[Records in a dataset]
####################
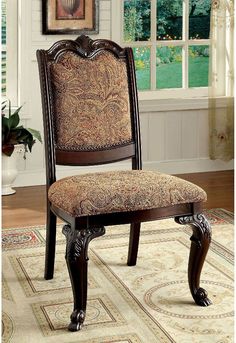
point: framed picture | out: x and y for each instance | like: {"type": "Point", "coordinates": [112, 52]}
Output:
{"type": "Point", "coordinates": [70, 16]}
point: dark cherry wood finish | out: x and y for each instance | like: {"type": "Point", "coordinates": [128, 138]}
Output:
{"type": "Point", "coordinates": [81, 230]}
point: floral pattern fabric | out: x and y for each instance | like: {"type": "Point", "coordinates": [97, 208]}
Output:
{"type": "Point", "coordinates": [119, 191]}
{"type": "Point", "coordinates": [91, 101]}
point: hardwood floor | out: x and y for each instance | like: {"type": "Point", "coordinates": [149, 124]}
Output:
{"type": "Point", "coordinates": [28, 206]}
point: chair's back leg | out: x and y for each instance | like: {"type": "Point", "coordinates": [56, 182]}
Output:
{"type": "Point", "coordinates": [50, 243]}
{"type": "Point", "coordinates": [77, 263]}
{"type": "Point", "coordinates": [133, 243]}
{"type": "Point", "coordinates": [201, 239]}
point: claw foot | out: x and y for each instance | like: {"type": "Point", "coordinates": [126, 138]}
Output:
{"type": "Point", "coordinates": [201, 298]}
{"type": "Point", "coordinates": [77, 319]}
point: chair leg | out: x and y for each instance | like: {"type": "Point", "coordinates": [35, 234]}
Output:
{"type": "Point", "coordinates": [201, 239]}
{"type": "Point", "coordinates": [133, 243]}
{"type": "Point", "coordinates": [50, 244]}
{"type": "Point", "coordinates": [77, 263]}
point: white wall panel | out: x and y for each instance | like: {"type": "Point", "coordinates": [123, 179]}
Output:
{"type": "Point", "coordinates": [173, 136]}
{"type": "Point", "coordinates": [156, 136]}
{"type": "Point", "coordinates": [189, 134]}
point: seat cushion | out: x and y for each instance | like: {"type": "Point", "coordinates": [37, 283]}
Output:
{"type": "Point", "coordinates": [119, 191]}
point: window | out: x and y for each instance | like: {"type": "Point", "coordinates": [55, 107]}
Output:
{"type": "Point", "coordinates": [3, 56]}
{"type": "Point", "coordinates": [9, 50]}
{"type": "Point", "coordinates": [170, 41]}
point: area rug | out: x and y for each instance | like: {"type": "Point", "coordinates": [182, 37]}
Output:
{"type": "Point", "coordinates": [147, 303]}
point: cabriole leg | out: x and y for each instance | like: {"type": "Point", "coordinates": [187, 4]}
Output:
{"type": "Point", "coordinates": [50, 244]}
{"type": "Point", "coordinates": [201, 239]}
{"type": "Point", "coordinates": [77, 263]}
{"type": "Point", "coordinates": [133, 243]}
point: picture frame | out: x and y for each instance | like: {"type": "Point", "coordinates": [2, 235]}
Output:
{"type": "Point", "coordinates": [70, 17]}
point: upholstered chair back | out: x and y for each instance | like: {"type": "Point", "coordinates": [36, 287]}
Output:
{"type": "Point", "coordinates": [90, 97]}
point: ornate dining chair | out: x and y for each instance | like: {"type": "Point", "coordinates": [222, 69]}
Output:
{"type": "Point", "coordinates": [91, 117]}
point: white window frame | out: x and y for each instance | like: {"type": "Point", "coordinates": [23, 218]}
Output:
{"type": "Point", "coordinates": [12, 52]}
{"type": "Point", "coordinates": [185, 92]}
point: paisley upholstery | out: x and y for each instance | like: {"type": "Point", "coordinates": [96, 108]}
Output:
{"type": "Point", "coordinates": [91, 101]}
{"type": "Point", "coordinates": [118, 191]}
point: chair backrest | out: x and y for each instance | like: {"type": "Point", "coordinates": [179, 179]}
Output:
{"type": "Point", "coordinates": [90, 106]}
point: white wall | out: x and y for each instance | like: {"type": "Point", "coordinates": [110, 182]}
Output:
{"type": "Point", "coordinates": [174, 133]}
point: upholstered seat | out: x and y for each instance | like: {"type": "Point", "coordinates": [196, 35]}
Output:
{"type": "Point", "coordinates": [119, 191]}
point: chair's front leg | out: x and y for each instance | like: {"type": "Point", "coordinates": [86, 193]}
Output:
{"type": "Point", "coordinates": [77, 263]}
{"type": "Point", "coordinates": [50, 243]}
{"type": "Point", "coordinates": [201, 239]}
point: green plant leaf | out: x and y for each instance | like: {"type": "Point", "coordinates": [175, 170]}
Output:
{"type": "Point", "coordinates": [35, 134]}
{"type": "Point", "coordinates": [14, 120]}
{"type": "Point", "coordinates": [17, 110]}
{"type": "Point", "coordinates": [9, 111]}
{"type": "Point", "coordinates": [5, 124]}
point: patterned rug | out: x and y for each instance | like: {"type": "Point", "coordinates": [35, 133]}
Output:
{"type": "Point", "coordinates": [147, 303]}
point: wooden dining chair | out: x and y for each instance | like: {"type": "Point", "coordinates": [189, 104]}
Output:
{"type": "Point", "coordinates": [91, 117]}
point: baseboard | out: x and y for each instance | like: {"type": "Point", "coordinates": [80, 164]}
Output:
{"type": "Point", "coordinates": [37, 177]}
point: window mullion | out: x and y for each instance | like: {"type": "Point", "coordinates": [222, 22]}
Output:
{"type": "Point", "coordinates": [185, 41]}
{"type": "Point", "coordinates": [153, 46]}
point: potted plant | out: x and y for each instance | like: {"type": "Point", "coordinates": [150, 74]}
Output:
{"type": "Point", "coordinates": [16, 140]}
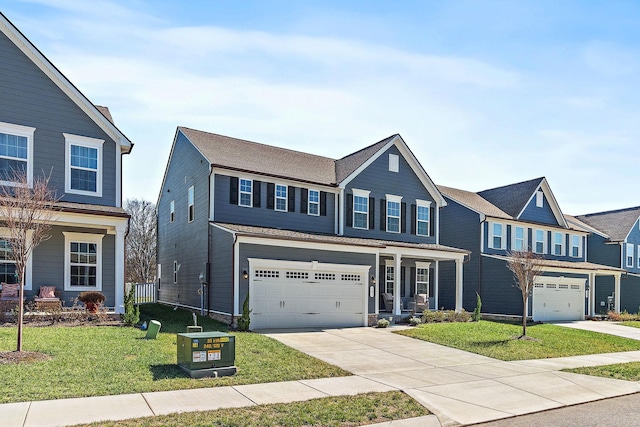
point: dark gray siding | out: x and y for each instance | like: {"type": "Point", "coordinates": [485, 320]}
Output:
{"type": "Point", "coordinates": [226, 212]}
{"type": "Point", "coordinates": [48, 264]}
{"type": "Point", "coordinates": [460, 228]}
{"type": "Point", "coordinates": [543, 215]}
{"type": "Point", "coordinates": [181, 241]}
{"type": "Point", "coordinates": [380, 181]}
{"type": "Point", "coordinates": [29, 98]}
{"type": "Point", "coordinates": [221, 271]}
{"type": "Point", "coordinates": [295, 254]}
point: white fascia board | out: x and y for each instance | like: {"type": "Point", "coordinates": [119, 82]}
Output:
{"type": "Point", "coordinates": [63, 83]}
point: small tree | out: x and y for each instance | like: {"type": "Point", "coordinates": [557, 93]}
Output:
{"type": "Point", "coordinates": [141, 241]}
{"type": "Point", "coordinates": [27, 210]}
{"type": "Point", "coordinates": [526, 267]}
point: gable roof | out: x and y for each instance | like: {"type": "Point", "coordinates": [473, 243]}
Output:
{"type": "Point", "coordinates": [32, 52]}
{"type": "Point", "coordinates": [616, 224]}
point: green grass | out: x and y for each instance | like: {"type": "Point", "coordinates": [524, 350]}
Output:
{"type": "Point", "coordinates": [94, 361]}
{"type": "Point", "coordinates": [620, 371]}
{"type": "Point", "coordinates": [497, 340]}
{"type": "Point", "coordinates": [340, 411]}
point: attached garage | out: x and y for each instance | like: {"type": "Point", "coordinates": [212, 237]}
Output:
{"type": "Point", "coordinates": [558, 298]}
{"type": "Point", "coordinates": [291, 294]}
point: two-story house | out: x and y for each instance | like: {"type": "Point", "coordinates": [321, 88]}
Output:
{"type": "Point", "coordinates": [615, 241]}
{"type": "Point", "coordinates": [312, 241]}
{"type": "Point", "coordinates": [520, 217]}
{"type": "Point", "coordinates": [48, 127]}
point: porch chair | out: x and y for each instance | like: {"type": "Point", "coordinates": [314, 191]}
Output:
{"type": "Point", "coordinates": [47, 299]}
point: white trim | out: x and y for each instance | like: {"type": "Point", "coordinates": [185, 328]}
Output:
{"type": "Point", "coordinates": [26, 132]}
{"type": "Point", "coordinates": [83, 141]}
{"type": "Point", "coordinates": [82, 238]}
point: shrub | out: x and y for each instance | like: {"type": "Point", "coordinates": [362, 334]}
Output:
{"type": "Point", "coordinates": [382, 323]}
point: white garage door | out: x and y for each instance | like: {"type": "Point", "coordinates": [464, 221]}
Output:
{"type": "Point", "coordinates": [558, 299]}
{"type": "Point", "coordinates": [305, 298]}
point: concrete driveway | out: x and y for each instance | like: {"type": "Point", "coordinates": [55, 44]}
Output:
{"type": "Point", "coordinates": [459, 387]}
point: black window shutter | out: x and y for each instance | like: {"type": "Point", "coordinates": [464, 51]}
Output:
{"type": "Point", "coordinates": [291, 195]}
{"type": "Point", "coordinates": [271, 189]}
{"type": "Point", "coordinates": [257, 187]}
{"type": "Point", "coordinates": [304, 196]}
{"type": "Point", "coordinates": [403, 217]}
{"type": "Point", "coordinates": [432, 222]}
{"type": "Point", "coordinates": [233, 191]}
{"type": "Point", "coordinates": [372, 213]}
{"type": "Point", "coordinates": [323, 203]}
{"type": "Point", "coordinates": [413, 219]}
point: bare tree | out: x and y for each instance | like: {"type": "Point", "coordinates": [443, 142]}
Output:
{"type": "Point", "coordinates": [27, 211]}
{"type": "Point", "coordinates": [141, 241]}
{"type": "Point", "coordinates": [526, 267]}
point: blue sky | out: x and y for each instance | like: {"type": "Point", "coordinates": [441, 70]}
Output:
{"type": "Point", "coordinates": [485, 93]}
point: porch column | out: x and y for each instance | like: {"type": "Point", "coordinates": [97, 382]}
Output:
{"type": "Point", "coordinates": [119, 269]}
{"type": "Point", "coordinates": [459, 267]}
{"type": "Point", "coordinates": [616, 297]}
{"type": "Point", "coordinates": [397, 300]}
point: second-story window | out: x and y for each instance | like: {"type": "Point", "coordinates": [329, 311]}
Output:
{"type": "Point", "coordinates": [393, 214]}
{"type": "Point", "coordinates": [83, 173]}
{"type": "Point", "coordinates": [192, 212]}
{"type": "Point", "coordinates": [281, 198]}
{"type": "Point", "coordinates": [540, 242]}
{"type": "Point", "coordinates": [558, 244]}
{"type": "Point", "coordinates": [313, 207]}
{"type": "Point", "coordinates": [630, 254]}
{"type": "Point", "coordinates": [246, 193]}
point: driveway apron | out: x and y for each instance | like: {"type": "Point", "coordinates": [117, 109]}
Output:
{"type": "Point", "coordinates": [457, 386]}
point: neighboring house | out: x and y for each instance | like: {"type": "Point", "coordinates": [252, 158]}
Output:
{"type": "Point", "coordinates": [313, 241]}
{"type": "Point", "coordinates": [47, 126]}
{"type": "Point", "coordinates": [615, 241]}
{"type": "Point", "coordinates": [520, 216]}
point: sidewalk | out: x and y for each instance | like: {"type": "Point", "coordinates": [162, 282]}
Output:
{"type": "Point", "coordinates": [458, 387]}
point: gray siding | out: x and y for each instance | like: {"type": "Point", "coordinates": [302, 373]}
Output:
{"type": "Point", "coordinates": [295, 254]}
{"type": "Point", "coordinates": [380, 181]}
{"type": "Point", "coordinates": [29, 98]}
{"type": "Point", "coordinates": [220, 272]}
{"type": "Point", "coordinates": [226, 212]}
{"type": "Point", "coordinates": [181, 241]}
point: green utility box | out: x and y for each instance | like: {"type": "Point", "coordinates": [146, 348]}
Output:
{"type": "Point", "coordinates": [207, 354]}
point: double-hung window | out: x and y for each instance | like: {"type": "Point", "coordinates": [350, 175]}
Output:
{"type": "Point", "coordinates": [422, 217]}
{"type": "Point", "coordinates": [191, 211]}
{"type": "Point", "coordinates": [313, 206]}
{"type": "Point", "coordinates": [83, 261]}
{"type": "Point", "coordinates": [83, 165]}
{"type": "Point", "coordinates": [360, 209]}
{"type": "Point", "coordinates": [558, 243]}
{"type": "Point", "coordinates": [540, 241]}
{"type": "Point", "coordinates": [16, 152]}
{"type": "Point", "coordinates": [246, 193]}
{"type": "Point", "coordinates": [281, 198]}
{"type": "Point", "coordinates": [393, 213]}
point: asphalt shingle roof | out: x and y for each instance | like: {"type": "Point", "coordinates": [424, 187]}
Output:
{"type": "Point", "coordinates": [616, 224]}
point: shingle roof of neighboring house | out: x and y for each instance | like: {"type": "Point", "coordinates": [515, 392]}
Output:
{"type": "Point", "coordinates": [616, 224]}
{"type": "Point", "coordinates": [512, 198]}
{"type": "Point", "coordinates": [348, 164]}
{"type": "Point", "coordinates": [473, 201]}
{"type": "Point", "coordinates": [238, 154]}
{"type": "Point", "coordinates": [266, 232]}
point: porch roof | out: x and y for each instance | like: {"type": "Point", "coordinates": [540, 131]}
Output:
{"type": "Point", "coordinates": [265, 232]}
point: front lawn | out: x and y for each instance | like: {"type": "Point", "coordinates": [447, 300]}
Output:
{"type": "Point", "coordinates": [496, 340]}
{"type": "Point", "coordinates": [104, 360]}
{"type": "Point", "coordinates": [339, 411]}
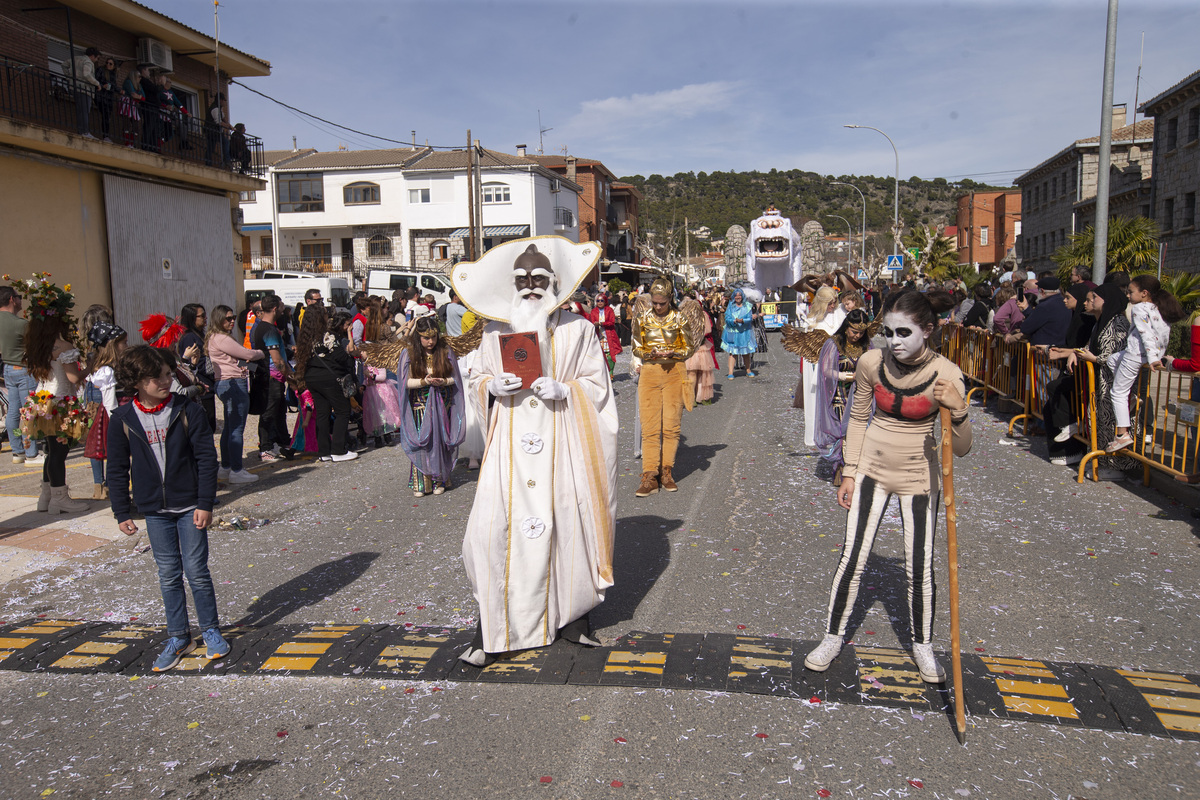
####################
_What to produce:_ Pull out every line of the records above that contains the string "seat", copying each line in full. Case counts.

_The reply:_
point: seat cushion | out: x and y for each instance | like: {"type": "Point", "coordinates": [37, 283]}
point: upholstered seat | out: x and y for each instance | like: {"type": "Point", "coordinates": [196, 35]}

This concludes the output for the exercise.